- **À FAIRE**
- 1) D'après l'article sur la plaque commémorative de l'institut d'anatomie, dans quelle ville la faculté de médecine française était-elle repliée de 1939 à 1945 ?
- 2) Prolongez l'article sur la plaque commémorative de l'institut d'anatomie de Strasbourg à la suite de sa dernière phrase.

- **EXTRAIT FOURNI**
####################

DE NOTRE CORRESPONDANT
L'APPOSITION d'une plaque commémorative sur la façade de l'institut d'anatomie, réclamée depuis plusieurs années par un certain nombre de médecins de la région, met fin à une longue polémique entre l'université et les partisans de ce projet. Ces déportés juifs du camp du Struthof, le seul camp de concentration nazi en territoire français, furent assassinés en 1943, puis amenés à Strasbourg à la demande du Pr August Hirt, alors directeur de l'institut d'anatomie de la faculté de médecine allemande, qui s'était installée de 1941 à 1944 dans les locaux de la faculté de médecine strasbourgeoise d'avant-guerre. Hirt voulait constituer une collection anatomique à partir de ces corps, retrouvés en morceaux dans des bassines au moment de la Libération.
L'actuelle faculté de médecine considère qu'elle n'est en aucun cas « l'héritière » de la faculté nazie et n'a donc pas à assumer de quelque manière que ce soit les actes de cette dernière. Légalement, la faculté française était repliée à Clermont-Ferrand de 1939 à 1945 et n'a jamais cessé de fonctionner. A l'inverse, plusieurs médecins, à l'initiative du psychiatre Georges Federmann, réclamaient depuis longtemps qu'une plaque soit apposée sur les lieux où les corps ont été retrouvés.

####################

- **Extraits d'un jeu de données**
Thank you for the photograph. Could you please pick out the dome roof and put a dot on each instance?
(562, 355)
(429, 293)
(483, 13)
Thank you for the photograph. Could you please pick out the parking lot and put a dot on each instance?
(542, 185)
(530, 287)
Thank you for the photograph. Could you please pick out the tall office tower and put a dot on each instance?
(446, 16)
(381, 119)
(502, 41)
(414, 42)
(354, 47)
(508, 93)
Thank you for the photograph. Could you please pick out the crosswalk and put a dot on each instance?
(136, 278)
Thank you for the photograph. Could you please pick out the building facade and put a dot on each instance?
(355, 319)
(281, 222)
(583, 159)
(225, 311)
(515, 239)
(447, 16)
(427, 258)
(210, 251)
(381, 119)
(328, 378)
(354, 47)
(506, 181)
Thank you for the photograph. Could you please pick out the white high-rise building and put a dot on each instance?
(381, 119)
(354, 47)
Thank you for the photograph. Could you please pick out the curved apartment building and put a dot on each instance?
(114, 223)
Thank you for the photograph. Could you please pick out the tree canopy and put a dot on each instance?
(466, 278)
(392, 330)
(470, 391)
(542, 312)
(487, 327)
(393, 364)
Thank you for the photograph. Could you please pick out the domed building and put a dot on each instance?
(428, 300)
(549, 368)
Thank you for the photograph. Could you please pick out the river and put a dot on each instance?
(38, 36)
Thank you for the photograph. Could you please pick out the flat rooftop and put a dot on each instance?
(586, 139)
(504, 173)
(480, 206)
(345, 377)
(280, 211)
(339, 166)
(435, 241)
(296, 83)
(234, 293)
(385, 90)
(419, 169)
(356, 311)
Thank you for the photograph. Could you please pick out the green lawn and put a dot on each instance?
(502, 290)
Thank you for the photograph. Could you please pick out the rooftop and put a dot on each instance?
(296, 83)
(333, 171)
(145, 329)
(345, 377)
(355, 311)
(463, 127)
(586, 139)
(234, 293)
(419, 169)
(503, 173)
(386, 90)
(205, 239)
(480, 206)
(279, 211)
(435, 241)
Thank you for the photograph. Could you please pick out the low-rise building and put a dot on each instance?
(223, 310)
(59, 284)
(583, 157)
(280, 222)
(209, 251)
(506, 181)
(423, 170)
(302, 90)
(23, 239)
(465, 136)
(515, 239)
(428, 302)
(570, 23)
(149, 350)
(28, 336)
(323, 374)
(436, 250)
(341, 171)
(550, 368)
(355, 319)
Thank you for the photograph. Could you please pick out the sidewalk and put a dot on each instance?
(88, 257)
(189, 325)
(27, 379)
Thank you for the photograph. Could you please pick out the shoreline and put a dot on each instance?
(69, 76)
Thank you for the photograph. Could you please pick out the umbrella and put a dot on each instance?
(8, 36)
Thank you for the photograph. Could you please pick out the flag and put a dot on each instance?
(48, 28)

####################

- **CORRIGÉ DES EXERCICES**
- 1) À Clermont-Ferrand.

- 2)
L'université et la faculté ont finalement apposé une plaque qui précise que le crime a été commis par August Hirt, professeur à la Reichsuniversität de Strasbourg (université du Reich, appellation de l'université entre 1941 et 1944), alors même que la faculté de Strasbourg était repliée à Clermont-Ferrand. La plaque exhorte les passants à « se souvenir (des victimes) pour que jamais plus la médecine ne se détourne des chemins de la vie ».
Une commission historique.
A cette occasion, l'université rappelle solennellement « l'importance d'une formation éthique pour tous les chercheurs ». Elle souligne que les recherches doivent faire l'objet de limites et de contrôles stricts. Les crimes du Pr Hirt et de plusieurs de ses confrères n'étaient pas des actes isolés. Ils s'inscrivaient dans un système scientifique qui, mettant la recherche avant l'homme, admettait sans broncher de telles pratiques.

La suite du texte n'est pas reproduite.